═══ Passage

This analogy between biological process and electronic components lays on the fact that we consider that a flow of protein is equivalent to a flow of electrons. By extension:
• The integration of charges in a capacitance lead to a voltage or, in biology a concentration;
• A positive source of charge corresponds in biology to a synthesis process;
• A negative source of charge corresponds in biology to a protein consumption;
• A voltage source corresponds to a “biological thermostat” insuring a constant concentration in the cell.
• As it has been explained, a capacitance models the fact that the cell (or eventually a compartment of the cell) can accumulate proteins. In a general case, the value of capacitances in the model is set to 1.
• Finally, a resistance corresponds to phenomenon where the consumption of one species depends on its concentration. In biology, this phenomenon is the auto-degradation of proteins.

In a general case, voltage and current sources are not linear but commended by the concentration of the other species. Using this analogy, the model of a biological function is an electrical network. However, there is a fundamental difference between the two models. In electronics, the electrons are the only information carrier and they cannot be distinguished from each other. In biology, the information carrier is the different protein which has to be distinguished.

VHDL-AMS allow integrating this aspect with the concept of NATURE. During the compilation of the model, VHDL-AMS create one conservative network by nature, which corresponds to our approach. The example of VHDL-AMS model of the mRNA synthesis driven by an activator A and repressor R is shown below.

Which of the three models approach should implement?

In fact, all three because each has its own use. The Electronic Design Automation (EDA) tools currently used in electronics can manipulate only digital objects. In this case behavioral model are required. It also permits a quick access to simulations that give a first idea about the behavior of the described systems.

The signal flow model is also very interesting. Compared with the digital model, it provides more precise information than the simple presence or absence of species in the cell. As the quantities are calculated step by step, the computation time remains affordable. However, it must be accepted that the simulation are completely accurate. In addition, a special care should be taken at the interface when a model is built.

Finally, the conservative model is the most accurate and closest to the actual behavior of organic bricks. It effectively takes into account the “load” effects of one block to the other. In addition, it benefits greatly from the fact that the VHDL-AMS simulations kernel is adapted for such a description, which is not the case with conventional tools. Its main drawback is the computing time. At every simulation step, a system of coupled ODE is solved. As a consequence, the simulation time increase exponentially with the complexity of the simulated system. In general, for a big system, conservative is used only locally to check precisely the behavior of a subsystem, or globally but only during the last stages of the design.

In our software, only the behavioral and the conservative descriptions are generated. The choice of the conservative model (in comparison with signal flow one) is motivated by the fact that, at present, the biological systems we describes remains simple and the critical size beyond which the model conservative model is penalizing by its computation time is not reached. In addition, due to “load” effect, conservative description files is easier to automatically generate that signal flow ones.

References

[1] Gendrault Y., Madec M., Lallement C., Pêcheux F., Haiech J., Synthetic biology methodology and model refinement based on microelectronic modeling tools and languages, Biotechnol. J. 6, pp. 796-806, 2011.

[2] R. Weiss, G. E. Homsy, T. F. Knight Jr., "Toward in vivo Digital Circuits", DIMACS Workshop on evolution as computation towards in vivo digital circuits, 1999.

══════

-- What you have to do --
Reproduce the part of the passage on electronic models of biological processes that runs from "In our software, only" up to and including "signal flow ones.". The data below comes from a separate, unrelated source.

═══ Record set

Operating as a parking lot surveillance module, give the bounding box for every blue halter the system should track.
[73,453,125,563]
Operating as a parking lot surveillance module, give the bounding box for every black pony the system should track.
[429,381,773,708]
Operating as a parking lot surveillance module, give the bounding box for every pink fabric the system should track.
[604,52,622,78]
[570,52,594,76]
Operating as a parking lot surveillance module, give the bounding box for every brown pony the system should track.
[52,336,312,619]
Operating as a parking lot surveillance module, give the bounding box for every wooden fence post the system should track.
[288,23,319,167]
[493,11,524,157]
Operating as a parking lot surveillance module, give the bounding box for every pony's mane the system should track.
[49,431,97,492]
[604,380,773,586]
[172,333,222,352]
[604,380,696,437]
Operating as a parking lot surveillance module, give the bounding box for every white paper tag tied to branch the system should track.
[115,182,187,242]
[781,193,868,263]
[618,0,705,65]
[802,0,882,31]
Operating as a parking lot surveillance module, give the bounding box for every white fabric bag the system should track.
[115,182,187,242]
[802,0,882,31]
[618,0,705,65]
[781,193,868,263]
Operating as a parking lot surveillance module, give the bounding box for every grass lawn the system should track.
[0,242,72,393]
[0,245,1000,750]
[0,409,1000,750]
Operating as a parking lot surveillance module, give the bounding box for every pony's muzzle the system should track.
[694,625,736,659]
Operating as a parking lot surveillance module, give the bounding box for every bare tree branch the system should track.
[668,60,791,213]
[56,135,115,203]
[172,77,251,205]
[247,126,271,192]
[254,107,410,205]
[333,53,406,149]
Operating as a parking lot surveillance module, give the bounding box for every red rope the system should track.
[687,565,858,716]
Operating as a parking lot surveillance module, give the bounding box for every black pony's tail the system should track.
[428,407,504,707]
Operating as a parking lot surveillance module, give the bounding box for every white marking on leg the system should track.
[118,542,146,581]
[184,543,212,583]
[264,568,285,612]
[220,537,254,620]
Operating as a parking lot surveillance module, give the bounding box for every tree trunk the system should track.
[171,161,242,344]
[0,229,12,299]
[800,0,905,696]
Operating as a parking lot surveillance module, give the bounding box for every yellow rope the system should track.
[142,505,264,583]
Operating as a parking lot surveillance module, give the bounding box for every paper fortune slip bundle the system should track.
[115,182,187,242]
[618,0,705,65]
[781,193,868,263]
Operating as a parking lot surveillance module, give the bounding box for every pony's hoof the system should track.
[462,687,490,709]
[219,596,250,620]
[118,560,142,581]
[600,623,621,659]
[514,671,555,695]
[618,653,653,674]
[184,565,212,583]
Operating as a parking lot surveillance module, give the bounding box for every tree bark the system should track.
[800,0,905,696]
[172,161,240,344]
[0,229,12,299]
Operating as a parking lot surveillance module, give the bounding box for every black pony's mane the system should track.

══════

-- Result --
In our software, only the behavioral and the conservative descriptions are generated. The choice of the conservative model (in comparison with signal flow one) is motivated by the fact that, at present, the biological systems we describes remains simple and the critical size beyond which the model conservative model is penalizing by its computation time is not reached. In addition, due to “load” effect, conservative description files is easier to automatically generate that signal flow ones.